Below is a set of entries. Reproduce exactly the lines from the one containing "Where can the reflection" through the end, both included.

# Dataset excerpts on object pointing
╔══

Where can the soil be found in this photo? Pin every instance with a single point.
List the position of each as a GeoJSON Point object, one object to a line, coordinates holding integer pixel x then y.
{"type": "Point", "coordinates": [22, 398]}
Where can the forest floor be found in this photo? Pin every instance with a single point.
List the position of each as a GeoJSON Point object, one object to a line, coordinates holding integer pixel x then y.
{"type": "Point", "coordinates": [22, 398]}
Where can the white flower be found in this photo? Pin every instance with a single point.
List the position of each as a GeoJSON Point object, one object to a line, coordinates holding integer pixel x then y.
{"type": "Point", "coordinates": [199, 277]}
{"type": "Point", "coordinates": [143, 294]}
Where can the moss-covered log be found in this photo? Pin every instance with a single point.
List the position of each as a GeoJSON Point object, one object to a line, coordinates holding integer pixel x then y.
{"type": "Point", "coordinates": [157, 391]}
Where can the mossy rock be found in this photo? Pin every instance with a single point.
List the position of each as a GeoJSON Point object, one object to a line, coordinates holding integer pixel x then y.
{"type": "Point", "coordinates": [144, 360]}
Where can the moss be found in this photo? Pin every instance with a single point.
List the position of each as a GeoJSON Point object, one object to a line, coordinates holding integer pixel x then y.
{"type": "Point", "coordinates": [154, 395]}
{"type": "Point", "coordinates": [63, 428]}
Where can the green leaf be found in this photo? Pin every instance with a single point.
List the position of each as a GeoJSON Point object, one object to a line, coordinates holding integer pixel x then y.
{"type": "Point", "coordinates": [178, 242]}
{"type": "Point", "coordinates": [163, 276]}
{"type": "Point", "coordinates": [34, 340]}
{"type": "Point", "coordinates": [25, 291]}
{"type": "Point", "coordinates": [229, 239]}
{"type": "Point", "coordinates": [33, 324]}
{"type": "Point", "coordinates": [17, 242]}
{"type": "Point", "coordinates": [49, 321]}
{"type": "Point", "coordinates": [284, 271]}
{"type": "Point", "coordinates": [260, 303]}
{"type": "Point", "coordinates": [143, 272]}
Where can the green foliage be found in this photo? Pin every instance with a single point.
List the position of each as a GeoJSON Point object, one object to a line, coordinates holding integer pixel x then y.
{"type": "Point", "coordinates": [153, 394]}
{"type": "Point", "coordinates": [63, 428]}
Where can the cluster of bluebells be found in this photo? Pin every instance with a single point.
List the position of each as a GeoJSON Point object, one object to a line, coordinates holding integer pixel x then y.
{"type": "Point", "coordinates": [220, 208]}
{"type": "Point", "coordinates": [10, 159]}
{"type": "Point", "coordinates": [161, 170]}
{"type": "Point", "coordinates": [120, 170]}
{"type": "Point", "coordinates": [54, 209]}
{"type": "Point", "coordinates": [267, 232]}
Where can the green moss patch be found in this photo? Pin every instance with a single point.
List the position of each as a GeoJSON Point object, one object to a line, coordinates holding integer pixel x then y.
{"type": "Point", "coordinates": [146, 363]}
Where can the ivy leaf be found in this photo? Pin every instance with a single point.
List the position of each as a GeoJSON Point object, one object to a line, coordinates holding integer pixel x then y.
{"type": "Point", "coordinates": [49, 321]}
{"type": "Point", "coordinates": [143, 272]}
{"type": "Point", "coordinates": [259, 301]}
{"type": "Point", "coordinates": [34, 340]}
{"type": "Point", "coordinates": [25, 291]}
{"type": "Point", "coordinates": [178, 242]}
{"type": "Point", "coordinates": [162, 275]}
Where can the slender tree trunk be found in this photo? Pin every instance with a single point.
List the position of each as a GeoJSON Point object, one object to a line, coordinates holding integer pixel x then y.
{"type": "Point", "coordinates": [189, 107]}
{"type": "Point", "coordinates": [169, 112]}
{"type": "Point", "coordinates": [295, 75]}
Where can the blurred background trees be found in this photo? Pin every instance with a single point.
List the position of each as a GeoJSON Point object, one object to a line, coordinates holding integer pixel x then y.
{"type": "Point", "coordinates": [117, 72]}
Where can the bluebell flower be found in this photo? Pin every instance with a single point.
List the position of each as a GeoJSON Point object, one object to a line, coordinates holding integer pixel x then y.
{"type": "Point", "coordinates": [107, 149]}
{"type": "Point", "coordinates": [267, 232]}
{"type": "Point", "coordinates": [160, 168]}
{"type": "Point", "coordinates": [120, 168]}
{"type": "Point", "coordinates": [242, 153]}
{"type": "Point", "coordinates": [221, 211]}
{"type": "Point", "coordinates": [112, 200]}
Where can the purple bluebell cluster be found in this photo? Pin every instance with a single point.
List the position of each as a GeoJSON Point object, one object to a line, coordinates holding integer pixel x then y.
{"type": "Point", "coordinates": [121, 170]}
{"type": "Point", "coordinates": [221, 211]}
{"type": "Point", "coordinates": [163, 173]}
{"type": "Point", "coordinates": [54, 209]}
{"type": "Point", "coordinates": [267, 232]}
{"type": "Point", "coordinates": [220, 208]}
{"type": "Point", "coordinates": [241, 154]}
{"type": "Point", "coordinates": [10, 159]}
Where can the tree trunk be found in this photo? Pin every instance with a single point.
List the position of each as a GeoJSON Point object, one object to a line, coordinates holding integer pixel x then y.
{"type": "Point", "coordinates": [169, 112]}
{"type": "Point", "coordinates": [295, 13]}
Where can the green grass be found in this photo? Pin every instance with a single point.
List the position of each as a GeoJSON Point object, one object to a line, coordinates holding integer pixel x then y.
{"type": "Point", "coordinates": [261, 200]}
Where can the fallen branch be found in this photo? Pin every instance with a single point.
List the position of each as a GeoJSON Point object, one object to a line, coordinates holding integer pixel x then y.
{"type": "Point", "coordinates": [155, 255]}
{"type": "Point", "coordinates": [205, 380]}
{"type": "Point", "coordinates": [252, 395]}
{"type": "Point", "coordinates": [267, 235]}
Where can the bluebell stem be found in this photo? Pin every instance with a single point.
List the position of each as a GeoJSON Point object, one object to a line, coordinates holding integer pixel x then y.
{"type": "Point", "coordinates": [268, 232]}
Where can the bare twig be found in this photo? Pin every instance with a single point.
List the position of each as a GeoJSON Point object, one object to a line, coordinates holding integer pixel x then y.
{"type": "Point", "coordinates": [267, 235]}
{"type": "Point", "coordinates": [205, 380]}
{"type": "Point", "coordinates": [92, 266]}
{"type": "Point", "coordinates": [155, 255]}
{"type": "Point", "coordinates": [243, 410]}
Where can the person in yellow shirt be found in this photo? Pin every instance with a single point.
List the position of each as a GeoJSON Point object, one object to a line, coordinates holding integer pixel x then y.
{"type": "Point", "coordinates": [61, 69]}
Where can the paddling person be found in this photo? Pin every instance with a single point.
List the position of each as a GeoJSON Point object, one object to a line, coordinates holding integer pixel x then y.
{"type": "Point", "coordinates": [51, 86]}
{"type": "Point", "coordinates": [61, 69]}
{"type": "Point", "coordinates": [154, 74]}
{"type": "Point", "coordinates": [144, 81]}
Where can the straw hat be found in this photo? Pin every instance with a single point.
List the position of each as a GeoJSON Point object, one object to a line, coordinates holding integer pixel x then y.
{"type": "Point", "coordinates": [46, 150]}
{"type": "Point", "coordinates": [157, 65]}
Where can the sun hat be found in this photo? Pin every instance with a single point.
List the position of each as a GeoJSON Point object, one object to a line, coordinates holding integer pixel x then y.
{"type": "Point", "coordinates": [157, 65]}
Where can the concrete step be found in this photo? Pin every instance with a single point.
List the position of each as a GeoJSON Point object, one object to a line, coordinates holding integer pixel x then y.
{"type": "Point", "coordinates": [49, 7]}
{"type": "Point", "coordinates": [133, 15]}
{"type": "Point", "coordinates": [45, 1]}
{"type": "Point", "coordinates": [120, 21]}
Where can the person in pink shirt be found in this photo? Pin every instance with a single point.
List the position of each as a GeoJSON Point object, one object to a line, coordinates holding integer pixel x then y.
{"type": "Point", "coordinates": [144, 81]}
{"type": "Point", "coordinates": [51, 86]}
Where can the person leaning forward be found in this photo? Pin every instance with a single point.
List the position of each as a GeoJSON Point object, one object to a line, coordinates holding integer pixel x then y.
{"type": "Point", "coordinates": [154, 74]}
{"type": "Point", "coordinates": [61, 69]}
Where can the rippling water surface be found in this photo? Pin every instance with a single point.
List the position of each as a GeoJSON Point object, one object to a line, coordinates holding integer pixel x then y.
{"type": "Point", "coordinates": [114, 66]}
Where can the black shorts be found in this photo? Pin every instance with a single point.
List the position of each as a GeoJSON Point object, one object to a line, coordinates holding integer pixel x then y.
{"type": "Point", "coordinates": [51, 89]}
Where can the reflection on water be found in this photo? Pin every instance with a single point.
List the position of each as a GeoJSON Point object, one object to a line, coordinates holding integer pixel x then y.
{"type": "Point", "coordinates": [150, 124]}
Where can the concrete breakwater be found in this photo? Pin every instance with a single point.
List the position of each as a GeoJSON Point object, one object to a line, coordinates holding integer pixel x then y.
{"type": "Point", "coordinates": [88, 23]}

╚══

# Reply
Where can the reflection on water be found in this photo? Pin every instance with a single point.
List the position of each as a GeoJSON Point object, one object to a line, coordinates holding integer pixel x then y.
{"type": "Point", "coordinates": [150, 124]}
Where can the concrete breakwater be found in this photo? Pin every instance with a single point.
List the position of each as a GeoJSON Point object, one object to a line, coordinates holding integer pixel x then y.
{"type": "Point", "coordinates": [88, 23]}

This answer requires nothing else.